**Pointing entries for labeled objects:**
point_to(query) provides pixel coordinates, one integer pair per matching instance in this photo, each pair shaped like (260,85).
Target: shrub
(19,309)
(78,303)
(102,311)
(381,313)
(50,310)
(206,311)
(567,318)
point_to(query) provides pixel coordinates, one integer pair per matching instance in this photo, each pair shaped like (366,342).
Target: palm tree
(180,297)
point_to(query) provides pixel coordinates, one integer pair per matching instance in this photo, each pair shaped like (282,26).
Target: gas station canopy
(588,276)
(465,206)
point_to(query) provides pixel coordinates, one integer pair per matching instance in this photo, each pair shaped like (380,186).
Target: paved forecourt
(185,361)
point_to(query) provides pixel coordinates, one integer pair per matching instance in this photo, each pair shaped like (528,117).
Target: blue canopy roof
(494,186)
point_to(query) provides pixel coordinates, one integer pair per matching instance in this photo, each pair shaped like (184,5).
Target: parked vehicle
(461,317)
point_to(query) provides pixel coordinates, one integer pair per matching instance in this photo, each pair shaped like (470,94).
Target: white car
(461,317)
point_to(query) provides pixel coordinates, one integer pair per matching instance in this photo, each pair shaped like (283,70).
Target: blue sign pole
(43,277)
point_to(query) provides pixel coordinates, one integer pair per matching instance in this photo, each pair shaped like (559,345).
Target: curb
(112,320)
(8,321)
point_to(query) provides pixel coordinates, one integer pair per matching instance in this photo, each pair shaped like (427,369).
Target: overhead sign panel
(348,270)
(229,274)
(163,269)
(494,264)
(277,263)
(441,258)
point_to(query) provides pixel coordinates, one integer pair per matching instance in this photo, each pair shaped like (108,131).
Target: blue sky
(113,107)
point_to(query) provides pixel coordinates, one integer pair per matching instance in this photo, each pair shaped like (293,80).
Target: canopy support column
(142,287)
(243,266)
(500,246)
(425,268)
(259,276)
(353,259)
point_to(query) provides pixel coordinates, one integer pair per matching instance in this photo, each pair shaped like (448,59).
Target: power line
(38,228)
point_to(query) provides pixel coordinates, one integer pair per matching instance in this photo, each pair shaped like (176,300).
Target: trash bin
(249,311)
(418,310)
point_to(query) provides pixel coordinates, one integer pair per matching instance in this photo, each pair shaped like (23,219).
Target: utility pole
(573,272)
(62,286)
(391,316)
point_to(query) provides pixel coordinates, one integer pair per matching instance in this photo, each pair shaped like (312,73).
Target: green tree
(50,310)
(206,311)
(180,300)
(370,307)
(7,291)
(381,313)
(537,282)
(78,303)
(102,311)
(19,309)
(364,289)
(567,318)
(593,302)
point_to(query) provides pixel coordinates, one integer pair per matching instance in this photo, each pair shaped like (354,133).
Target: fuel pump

**WHAT IS ASKED:**
Please reproduce the records word for word, beginning with the line that contains "shaped like (312,73)." and continuing through the final line of the records.

**TASK SOLUTION:**
point_to(query) provides pixel coordinates, one integer pair per matching instance in this photo, each pair shaped like (312,73).
Target: green tree
(50,310)
(206,311)
(180,300)
(370,307)
(7,291)
(381,313)
(537,282)
(78,303)
(102,311)
(19,309)
(364,289)
(567,318)
(593,302)
point_to(query) provides pixel coordinates, one integer pair per matching instance in this photo, each pair shaped like (354,133).
Target: fuel pump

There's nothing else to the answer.